- **WORK TO COMPLETE**: Your output must be the line containing "Security feed analysis requested. Where is the turbine" followed by every later line in the entries below, all copied exactly.

Dataset entries
------------------------------------------------------------------------

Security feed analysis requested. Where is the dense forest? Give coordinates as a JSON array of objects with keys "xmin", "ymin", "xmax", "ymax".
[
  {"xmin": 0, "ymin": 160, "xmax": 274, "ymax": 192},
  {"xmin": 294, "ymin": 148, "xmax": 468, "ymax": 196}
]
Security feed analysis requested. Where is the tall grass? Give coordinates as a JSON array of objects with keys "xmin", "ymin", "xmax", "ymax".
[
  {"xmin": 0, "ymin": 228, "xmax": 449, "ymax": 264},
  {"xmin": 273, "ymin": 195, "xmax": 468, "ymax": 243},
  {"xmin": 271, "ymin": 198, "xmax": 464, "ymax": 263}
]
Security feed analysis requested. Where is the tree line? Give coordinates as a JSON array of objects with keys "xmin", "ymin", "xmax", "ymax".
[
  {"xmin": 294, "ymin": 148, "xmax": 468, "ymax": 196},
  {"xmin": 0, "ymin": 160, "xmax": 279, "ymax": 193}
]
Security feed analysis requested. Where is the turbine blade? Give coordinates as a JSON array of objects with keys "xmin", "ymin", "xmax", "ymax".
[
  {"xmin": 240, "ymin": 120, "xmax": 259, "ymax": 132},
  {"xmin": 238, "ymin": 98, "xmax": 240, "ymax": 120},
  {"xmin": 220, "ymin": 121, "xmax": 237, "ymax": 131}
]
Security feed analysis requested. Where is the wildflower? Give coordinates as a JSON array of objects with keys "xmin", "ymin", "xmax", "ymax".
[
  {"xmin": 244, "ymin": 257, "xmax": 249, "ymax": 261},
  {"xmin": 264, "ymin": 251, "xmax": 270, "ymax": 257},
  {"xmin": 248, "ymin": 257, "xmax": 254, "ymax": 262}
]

------------------------------------------------------------------------

- **TASK OUTPUT**:
Security feed analysis requested. Where is the turbine blade? Give coordinates as a JSON array of objects with keys "xmin", "ymin", "xmax", "ymax".
[
  {"xmin": 240, "ymin": 120, "xmax": 259, "ymax": 132},
  {"xmin": 238, "ymin": 98, "xmax": 240, "ymax": 120},
  {"xmin": 220, "ymin": 121, "xmax": 237, "ymax": 131}
]
Security feed analysis requested. Where is the wildflower? Give coordinates as a JSON array of objects with keys "xmin", "ymin", "xmax", "ymax".
[
  {"xmin": 244, "ymin": 257, "xmax": 249, "ymax": 261},
  {"xmin": 264, "ymin": 251, "xmax": 270, "ymax": 257},
  {"xmin": 248, "ymin": 257, "xmax": 254, "ymax": 262}
]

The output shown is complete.